TASK BRIEF.
Return every line in the entries below that contains the word "bare", copied unchanged. Case counts.

----- RAW RECORDS

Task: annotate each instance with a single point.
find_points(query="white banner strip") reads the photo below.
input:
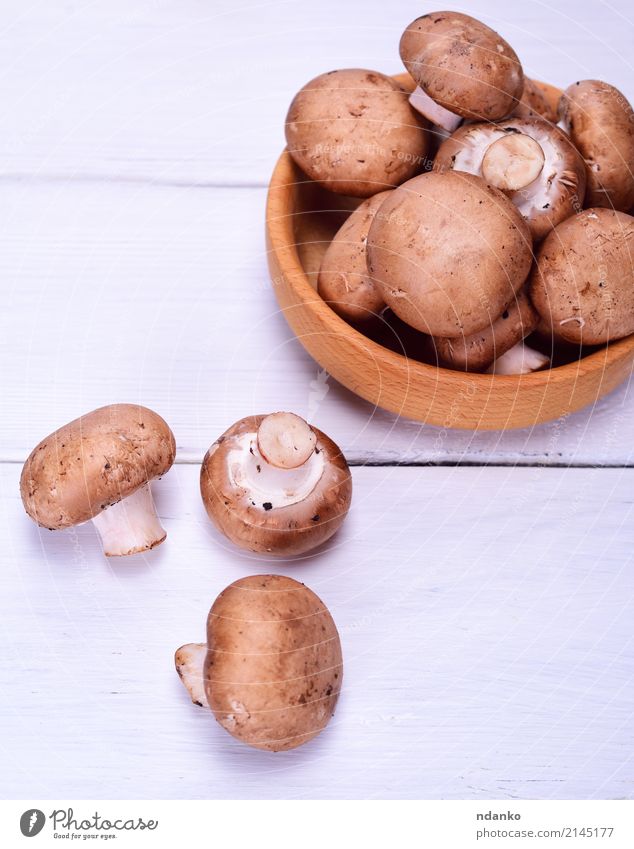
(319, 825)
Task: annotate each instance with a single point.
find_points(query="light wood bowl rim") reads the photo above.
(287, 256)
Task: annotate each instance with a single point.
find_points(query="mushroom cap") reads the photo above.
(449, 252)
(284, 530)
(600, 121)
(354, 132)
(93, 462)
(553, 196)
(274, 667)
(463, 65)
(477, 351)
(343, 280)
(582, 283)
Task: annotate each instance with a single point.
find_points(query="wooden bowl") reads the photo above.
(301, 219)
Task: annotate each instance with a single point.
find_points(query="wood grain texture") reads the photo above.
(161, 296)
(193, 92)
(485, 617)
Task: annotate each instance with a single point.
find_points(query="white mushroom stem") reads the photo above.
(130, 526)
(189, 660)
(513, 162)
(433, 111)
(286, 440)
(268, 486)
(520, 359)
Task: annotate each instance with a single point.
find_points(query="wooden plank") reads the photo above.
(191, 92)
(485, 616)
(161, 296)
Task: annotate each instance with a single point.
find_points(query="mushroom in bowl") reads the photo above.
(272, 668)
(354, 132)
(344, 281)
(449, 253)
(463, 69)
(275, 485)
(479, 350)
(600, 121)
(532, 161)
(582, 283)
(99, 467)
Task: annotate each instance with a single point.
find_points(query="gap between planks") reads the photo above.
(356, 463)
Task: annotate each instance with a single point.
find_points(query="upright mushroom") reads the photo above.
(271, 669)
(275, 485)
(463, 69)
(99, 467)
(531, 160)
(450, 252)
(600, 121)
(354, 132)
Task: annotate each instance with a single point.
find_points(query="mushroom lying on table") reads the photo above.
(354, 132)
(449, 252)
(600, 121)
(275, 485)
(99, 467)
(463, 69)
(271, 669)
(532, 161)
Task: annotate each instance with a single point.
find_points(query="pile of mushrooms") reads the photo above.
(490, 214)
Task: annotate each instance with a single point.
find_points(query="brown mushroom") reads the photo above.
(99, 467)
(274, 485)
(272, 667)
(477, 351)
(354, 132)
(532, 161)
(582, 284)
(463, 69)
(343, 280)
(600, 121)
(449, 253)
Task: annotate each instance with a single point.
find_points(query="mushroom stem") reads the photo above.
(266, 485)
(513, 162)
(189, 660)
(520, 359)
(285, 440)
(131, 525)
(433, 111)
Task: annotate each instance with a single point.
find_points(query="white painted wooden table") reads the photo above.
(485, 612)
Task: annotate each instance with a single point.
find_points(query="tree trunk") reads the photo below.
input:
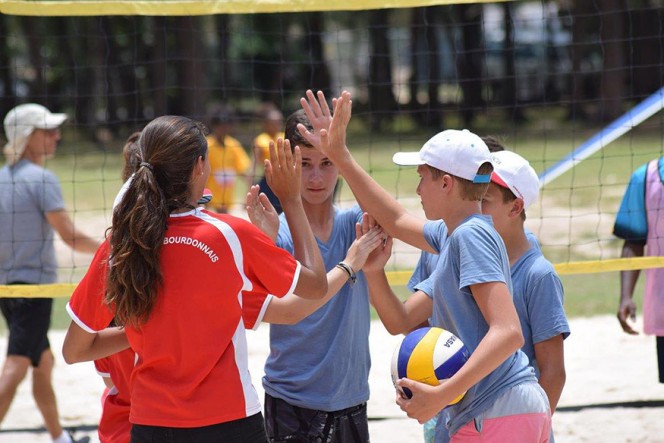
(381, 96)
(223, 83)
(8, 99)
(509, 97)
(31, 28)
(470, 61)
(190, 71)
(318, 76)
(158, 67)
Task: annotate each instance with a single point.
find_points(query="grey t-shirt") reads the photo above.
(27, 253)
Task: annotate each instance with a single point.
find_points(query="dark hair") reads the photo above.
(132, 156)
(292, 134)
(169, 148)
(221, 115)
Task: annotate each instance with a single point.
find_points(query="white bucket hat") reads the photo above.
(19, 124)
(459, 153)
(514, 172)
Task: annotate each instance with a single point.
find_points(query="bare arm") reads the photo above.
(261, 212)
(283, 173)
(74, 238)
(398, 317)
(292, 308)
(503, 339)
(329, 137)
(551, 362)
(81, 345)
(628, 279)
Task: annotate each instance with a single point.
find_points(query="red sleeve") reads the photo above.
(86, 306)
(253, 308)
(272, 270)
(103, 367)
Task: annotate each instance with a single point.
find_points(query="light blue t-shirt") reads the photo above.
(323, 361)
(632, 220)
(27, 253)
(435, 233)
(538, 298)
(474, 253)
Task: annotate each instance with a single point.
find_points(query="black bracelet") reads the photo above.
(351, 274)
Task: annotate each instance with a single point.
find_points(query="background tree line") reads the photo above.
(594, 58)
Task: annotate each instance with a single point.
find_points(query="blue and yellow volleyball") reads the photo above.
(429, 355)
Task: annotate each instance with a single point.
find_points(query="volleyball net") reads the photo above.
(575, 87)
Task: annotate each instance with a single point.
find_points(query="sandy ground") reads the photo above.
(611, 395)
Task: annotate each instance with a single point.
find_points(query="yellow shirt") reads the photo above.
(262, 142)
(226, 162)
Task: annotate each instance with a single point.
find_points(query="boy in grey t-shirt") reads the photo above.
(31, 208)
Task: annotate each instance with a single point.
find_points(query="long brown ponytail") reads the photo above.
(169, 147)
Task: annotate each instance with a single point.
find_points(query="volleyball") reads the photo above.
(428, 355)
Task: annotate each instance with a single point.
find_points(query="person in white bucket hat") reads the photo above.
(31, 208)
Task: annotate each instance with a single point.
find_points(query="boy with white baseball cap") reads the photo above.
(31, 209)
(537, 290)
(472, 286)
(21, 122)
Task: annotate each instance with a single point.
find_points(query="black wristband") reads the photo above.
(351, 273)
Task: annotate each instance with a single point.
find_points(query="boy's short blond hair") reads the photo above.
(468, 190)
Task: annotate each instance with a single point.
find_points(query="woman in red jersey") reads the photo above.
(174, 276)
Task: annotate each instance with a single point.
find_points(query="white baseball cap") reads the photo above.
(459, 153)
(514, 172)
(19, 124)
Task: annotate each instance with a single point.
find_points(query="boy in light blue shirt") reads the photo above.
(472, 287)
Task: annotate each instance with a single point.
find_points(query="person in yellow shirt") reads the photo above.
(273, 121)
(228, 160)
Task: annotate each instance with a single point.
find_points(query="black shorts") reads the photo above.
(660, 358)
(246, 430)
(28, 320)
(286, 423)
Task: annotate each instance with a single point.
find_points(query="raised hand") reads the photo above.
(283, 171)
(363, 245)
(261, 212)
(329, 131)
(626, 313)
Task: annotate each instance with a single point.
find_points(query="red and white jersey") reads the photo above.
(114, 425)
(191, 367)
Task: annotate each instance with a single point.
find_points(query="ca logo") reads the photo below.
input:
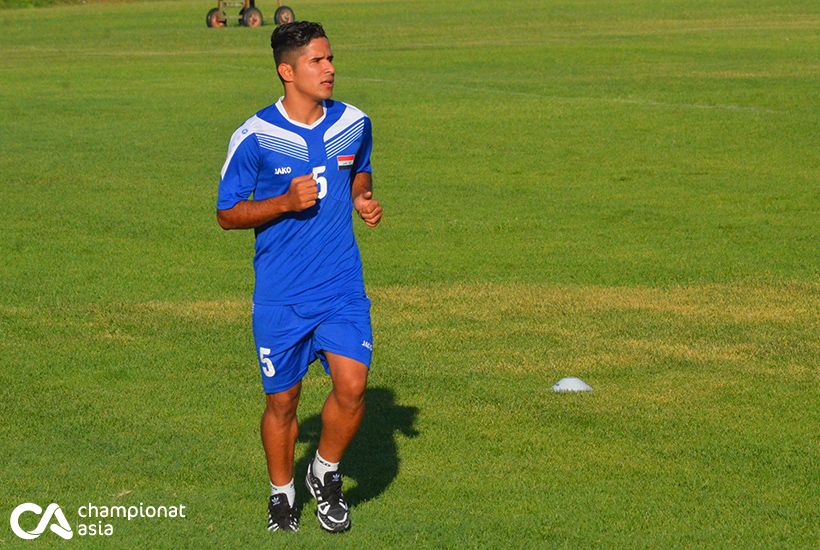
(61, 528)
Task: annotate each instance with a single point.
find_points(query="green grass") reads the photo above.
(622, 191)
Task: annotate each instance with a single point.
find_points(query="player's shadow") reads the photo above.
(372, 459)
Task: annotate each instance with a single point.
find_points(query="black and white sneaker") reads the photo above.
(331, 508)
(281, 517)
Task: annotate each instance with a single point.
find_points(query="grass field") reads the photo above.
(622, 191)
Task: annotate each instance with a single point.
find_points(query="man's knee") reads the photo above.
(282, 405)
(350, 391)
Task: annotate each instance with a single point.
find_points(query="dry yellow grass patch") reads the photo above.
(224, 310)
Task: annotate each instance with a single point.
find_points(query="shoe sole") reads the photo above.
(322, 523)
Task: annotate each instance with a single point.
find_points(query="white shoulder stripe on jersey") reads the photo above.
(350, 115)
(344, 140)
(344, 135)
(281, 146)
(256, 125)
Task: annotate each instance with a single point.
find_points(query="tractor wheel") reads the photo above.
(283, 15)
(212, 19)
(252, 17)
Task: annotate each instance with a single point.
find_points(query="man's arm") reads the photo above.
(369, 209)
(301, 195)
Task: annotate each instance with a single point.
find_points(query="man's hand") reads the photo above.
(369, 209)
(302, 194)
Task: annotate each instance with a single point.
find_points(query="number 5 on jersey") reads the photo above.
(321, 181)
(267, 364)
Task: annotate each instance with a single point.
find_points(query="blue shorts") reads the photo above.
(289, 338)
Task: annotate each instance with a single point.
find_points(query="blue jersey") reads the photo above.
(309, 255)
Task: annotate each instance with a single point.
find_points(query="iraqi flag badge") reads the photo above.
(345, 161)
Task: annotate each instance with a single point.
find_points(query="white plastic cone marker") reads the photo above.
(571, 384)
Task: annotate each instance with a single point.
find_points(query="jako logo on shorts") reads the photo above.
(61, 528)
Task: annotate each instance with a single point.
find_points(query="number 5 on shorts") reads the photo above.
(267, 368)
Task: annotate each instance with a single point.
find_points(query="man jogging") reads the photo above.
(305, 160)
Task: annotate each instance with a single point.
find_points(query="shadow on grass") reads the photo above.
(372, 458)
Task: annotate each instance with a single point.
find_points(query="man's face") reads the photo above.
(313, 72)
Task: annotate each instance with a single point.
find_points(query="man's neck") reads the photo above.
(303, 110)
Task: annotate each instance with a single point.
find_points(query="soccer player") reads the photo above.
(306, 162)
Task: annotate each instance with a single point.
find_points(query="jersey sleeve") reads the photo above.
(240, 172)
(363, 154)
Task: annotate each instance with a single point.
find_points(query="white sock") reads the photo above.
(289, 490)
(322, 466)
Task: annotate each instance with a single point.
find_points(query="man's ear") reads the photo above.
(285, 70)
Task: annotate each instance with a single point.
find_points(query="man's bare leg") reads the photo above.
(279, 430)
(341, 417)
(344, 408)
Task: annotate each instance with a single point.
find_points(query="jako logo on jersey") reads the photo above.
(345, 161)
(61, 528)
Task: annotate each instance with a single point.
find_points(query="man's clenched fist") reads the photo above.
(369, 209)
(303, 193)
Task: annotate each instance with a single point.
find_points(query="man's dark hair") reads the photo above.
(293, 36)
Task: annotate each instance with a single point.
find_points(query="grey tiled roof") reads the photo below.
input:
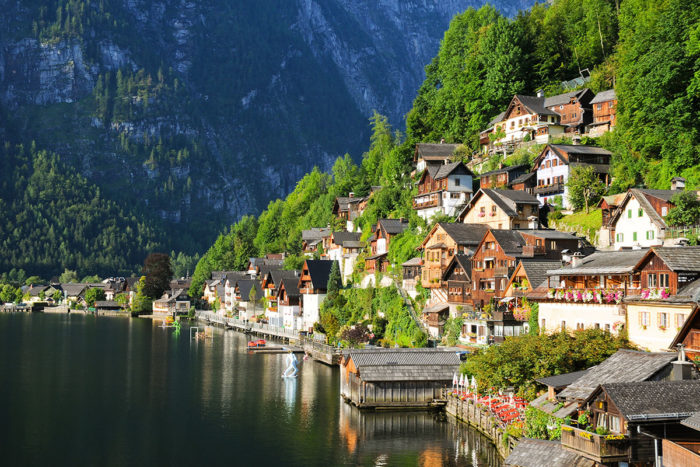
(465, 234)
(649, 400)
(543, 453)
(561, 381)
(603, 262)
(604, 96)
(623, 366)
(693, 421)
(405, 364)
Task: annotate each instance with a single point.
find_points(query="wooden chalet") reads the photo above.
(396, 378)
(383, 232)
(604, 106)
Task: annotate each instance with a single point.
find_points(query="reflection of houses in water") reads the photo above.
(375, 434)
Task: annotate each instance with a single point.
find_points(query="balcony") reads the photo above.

----------

FINISHED TASK.
find_points(query="bare arm") reads the photo above.
find_points(query="man's bare leg") reads the photo above.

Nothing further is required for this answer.